Entries:
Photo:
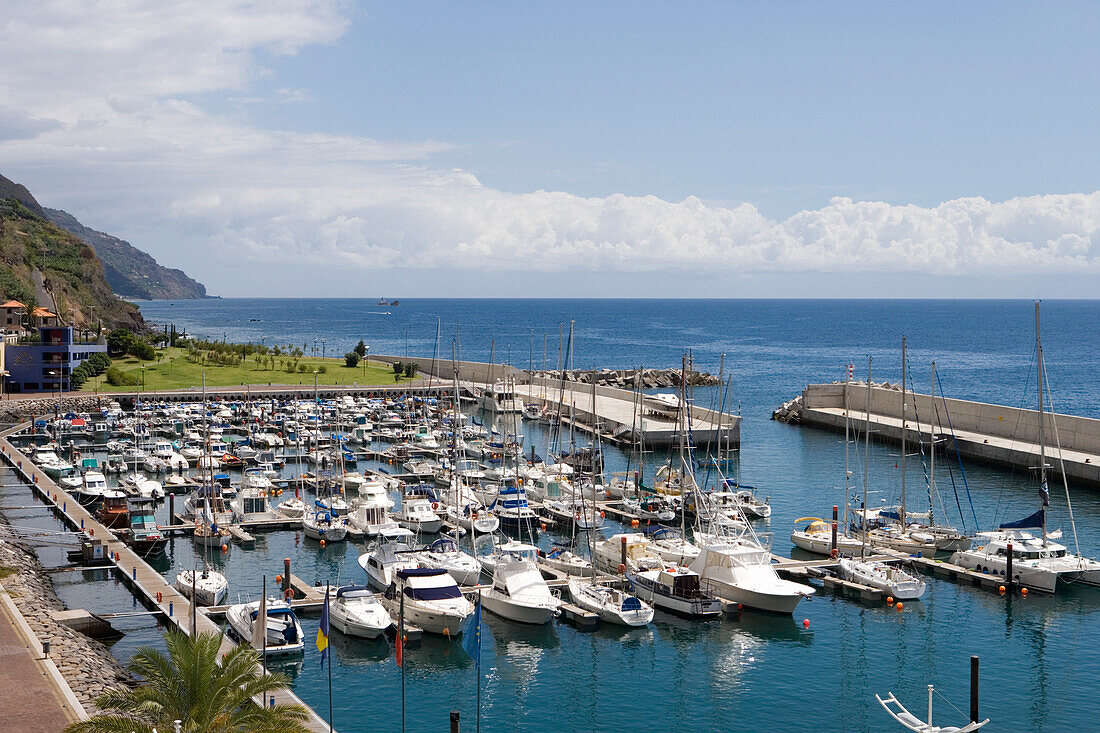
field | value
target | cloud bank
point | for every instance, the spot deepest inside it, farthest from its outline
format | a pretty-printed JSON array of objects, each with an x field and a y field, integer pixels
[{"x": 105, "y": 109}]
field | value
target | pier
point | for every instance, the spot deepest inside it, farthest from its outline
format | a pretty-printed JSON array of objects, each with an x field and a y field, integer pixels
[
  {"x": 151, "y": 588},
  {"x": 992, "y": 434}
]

The exercise: Copy out every entry with "outline" swapped for "boundary" and everything else unchanged, leaving out the pictures.

Final result:
Photo:
field | value
target | cloud bank
point | for every instance, the spot deepest inside it, farthest from its boundary
format | a pretty-printed JSON array of objects, each with an x field and a y field, integer pixels
[{"x": 105, "y": 109}]
field | value
target | pier
point | for every instance, the spot deepest inside it, farthest from its boundary
format | a pretty-printed JSON array of objects, each with an x field and a y field, integer pixels
[
  {"x": 151, "y": 588},
  {"x": 992, "y": 434}
]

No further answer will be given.